>> start RECORDS FOR PROCESSING
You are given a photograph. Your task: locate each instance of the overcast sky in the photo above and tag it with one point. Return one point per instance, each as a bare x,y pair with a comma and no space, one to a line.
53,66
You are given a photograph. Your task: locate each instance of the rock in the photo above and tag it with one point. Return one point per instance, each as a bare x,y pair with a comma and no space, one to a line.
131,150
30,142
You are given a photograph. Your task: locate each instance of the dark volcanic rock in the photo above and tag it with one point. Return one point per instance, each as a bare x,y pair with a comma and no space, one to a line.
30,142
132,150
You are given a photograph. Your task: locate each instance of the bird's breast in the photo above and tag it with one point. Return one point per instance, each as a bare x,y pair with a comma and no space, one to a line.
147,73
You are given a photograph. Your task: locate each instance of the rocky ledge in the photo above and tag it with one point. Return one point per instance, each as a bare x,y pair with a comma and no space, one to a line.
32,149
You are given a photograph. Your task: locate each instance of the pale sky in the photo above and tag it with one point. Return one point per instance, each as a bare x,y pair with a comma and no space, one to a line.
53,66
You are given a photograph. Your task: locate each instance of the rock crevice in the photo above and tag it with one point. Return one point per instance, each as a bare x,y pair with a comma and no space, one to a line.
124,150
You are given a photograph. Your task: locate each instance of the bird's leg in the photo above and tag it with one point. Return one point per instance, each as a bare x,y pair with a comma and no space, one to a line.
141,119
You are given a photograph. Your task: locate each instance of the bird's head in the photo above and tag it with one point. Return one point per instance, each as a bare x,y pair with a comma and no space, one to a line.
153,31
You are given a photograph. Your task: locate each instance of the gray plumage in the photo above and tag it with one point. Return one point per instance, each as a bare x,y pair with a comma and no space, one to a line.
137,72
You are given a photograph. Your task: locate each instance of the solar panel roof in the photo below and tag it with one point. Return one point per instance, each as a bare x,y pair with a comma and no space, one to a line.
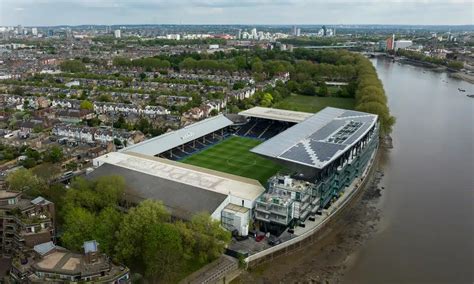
320,139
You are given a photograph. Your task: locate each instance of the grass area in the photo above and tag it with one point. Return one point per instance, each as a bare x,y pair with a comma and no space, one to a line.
314,104
233,156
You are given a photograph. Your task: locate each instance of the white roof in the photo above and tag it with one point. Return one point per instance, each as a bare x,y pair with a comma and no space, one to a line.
170,140
276,114
320,139
223,183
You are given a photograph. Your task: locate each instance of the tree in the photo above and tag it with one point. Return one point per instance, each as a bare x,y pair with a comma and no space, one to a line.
47,171
85,104
458,65
18,91
73,66
133,230
266,100
24,180
210,238
54,154
323,89
163,252
110,189
307,88
105,231
79,225
257,65
106,98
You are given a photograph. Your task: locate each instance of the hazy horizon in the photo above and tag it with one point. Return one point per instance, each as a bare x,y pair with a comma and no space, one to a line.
228,12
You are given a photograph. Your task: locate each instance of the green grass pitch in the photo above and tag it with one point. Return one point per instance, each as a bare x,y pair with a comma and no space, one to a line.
233,156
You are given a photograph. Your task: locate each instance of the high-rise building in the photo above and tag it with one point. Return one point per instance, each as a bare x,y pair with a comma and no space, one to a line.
391,42
254,34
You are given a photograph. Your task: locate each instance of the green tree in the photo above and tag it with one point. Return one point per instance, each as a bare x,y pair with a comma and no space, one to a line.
24,180
458,65
54,154
133,230
308,89
323,89
163,252
85,104
79,225
266,100
210,238
105,231
73,66
257,65
110,189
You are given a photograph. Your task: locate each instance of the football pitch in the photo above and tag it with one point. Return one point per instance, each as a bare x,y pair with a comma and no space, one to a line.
233,156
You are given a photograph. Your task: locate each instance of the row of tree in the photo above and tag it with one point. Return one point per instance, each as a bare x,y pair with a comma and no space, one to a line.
145,238
370,95
147,63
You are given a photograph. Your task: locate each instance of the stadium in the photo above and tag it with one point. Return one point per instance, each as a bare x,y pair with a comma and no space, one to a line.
269,166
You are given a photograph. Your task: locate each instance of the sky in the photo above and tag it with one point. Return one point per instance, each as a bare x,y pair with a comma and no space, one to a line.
111,12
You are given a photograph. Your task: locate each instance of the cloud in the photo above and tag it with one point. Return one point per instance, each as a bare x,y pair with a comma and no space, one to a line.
73,12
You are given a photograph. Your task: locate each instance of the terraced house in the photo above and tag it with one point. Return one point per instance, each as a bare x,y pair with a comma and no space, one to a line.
24,223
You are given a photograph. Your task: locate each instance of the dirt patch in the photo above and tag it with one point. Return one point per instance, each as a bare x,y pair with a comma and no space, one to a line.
326,260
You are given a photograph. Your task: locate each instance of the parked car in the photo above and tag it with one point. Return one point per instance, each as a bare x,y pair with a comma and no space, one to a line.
259,238
273,241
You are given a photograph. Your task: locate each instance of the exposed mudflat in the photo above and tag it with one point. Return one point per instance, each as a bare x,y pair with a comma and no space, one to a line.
326,260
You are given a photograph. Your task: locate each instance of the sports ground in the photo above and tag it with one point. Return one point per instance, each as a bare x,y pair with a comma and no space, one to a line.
233,156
>> end RECORDS FOR PROCESSING
The records above should be reproduced exactly, with no pictures included.

## SOLUTION TO THE PROBLEM:
You are given a photograph. Your task: locate each instance of the overcast sky in the photo above and tag it with one point. Return one point per instance, each as a bare x,y pair with a comma and no space, one to a line.
53,66
You are given a photograph. Your task: locate each instance of the rock in the photo above and tag it with one point. Return one point per instance, each as a bare x,y pair with a comma and no space, one to a line.
131,150
30,142
You are given a photograph. Your task: locate each instance of the dark volcanic rock in the photo above and tag it with one point. Return one point per instance, each as a bare x,y pair with a comma and no space, one to a line.
30,142
132,150
You are given a photograph. Your task: locate each instance of the bird's breast in the photo above and tag it with one point. Return one point per instance, each as a bare x,y pair with a comma and no space, one to a line.
147,73
You are given a photograph. Your task: locate each instance of the rocky ledge in the photo above and tag it with one point. Return one point per instance, each as a bare x,y pair with a comma and no space, one to a line.
32,149
You are given a photograph. Your task: locate each instance of the pale sky in the photo above and tag it with one point. Return one point per instance, each as a bare x,y pair with a comma and no space, one to a line.
53,66
You are given a photograph. Your task: locate each instance of the rock crevice in the photo above and tag it with one point. Return one point per instance, each as a bare x,y pair with a comma and no space, one to a line.
124,150
You are given a photograph. Your task: locate each instance of the bird's leg in the photo above and tag it with one point. Return one point per instance, each as a bare x,y pair with a comma and no space, one to a line.
141,119
You are given a photograph. Your task: locate each instance of the bird's head in the photo above and tag it with one point. Return one point per instance, each as a bare x,y pair with a comma and no space, one to a line.
153,31
You are given a photograph. Your task: locate each instance of the gray plumage in the photo above and tag it with one point. Return one point per instance, each as a bare x,y pair with a comma and no space, one to a line.
137,72
You are given a photograph. Your task: locate each instance of the solar panel roof in the photo below and tag it with one point. Return one point per instance, each as a bare x,y pair with a comma and no space, one to a line.
320,139
You are given a photograph. Your task: locate each instance of the grass area in the photo above and tag it with one point. Return one point per instance, each as a bare x,y pair with a comma and no space, one to a line.
314,104
233,156
You are given a photograph. Your task: locate each instance of the white roof in the photo above and tag it with one point. Return one point per instance, each as a bare x,y pair with a comma and no space, one to a line.
170,140
276,114
320,139
223,183
You are given a photograph. Your task: locate each instance of the tree in the photo above and tag it with one point. Return one point per instance, each as a bare x,y pair with a comma and no space, one to a line.
47,171
85,104
458,65
18,91
73,66
133,230
266,100
24,180
210,238
54,154
323,89
163,252
110,189
307,88
105,231
79,225
257,65
106,98
You are given a photograph. Your task: locate each instance of the hazy horizon in the photo above and tag it with one point. Return one point per instance, each as a bare x,y pair with a comma and no space, one to a line.
228,12
You are given a photograph. Your task: locate each instance of the green grass pitch in the photo above and tag it with one point. Return one point per instance, each as a bare x,y pair with a comma and no space, one to a line.
233,156
You are given a photograph. Your task: locate each instance of the high-rise building in the photo above and tag it with one point. Return one point per instance, each as a bare x,y pair with a comma and no space, one to a line.
391,42
254,34
You are given a photograph. Your task: locate each instance of the green tree in the photo above and tag it with one point. Return one point per instance, each as a bare x,y pair with a comma and no space, one to a line.
24,180
458,65
54,154
133,230
308,89
323,89
163,252
85,104
79,225
266,100
210,238
105,231
73,66
257,65
110,189
You are given a photograph. Your task: locate each instance of the football pitch in the photo above and tag it with one point. Return one point per instance, each as a bare x,y pair with a comma and no space, one to a line.
233,156
You are given a photograph. Your task: locate each instance of the row of tree in the photo above and tag it with one point. Return one point per instance, each as a bare x,y pair with a comma and no space, one to a line.
145,238
370,95
147,63
You are given a photograph. Your task: locate each instance of the stadium in the photo above and tag it with one point. Return one point per instance, each as a bare x,y pair with a comma and no space, one to a line.
269,166
You are given a photograph. Your task: locate each instance of the sky in the photo above and tag it with one point. Return one point per instance, each as a bare x,y pair with a comma and no space, one to a line.
111,12
You are given a photograph. Your task: locate each instance of the cloud in the photo above and tag it with one point. Return one point per instance, each as a bare x,y pair with a comma and no space, one to a line.
73,12
You are given a photograph. Your task: locate each instance of the terraced house in the photo above and tag it with one point. Return one point per instance, each as a bare x,y pair with a comma and no space, one to a line.
24,223
You are given a photograph. Your task: locate each instance of the dirt patch in the photo above and tag it with one point. Return one point per instance, each as a bare x,y pair with a comma and no space, one to a line.
326,260
You are given a photograph. Your task: locate each instance of the parked car in the photo above and tag it with one point. Return one point per instance, each as a bare x,y pair with a comma and no space, one to a line.
259,238
273,241
You are given a photograph. Your task: locate each instance of the exposed mudflat in the photo above and tag it with one point. Return one point per instance, each as a bare x,y pair with a comma and no space, one to a line.
326,260
You are given a photograph. Your task: locate each instance of the sports ground in the photo above and tag it with one point. Return one point per instance, each as a bare x,y pair with a comma and no space, one to a line.
233,156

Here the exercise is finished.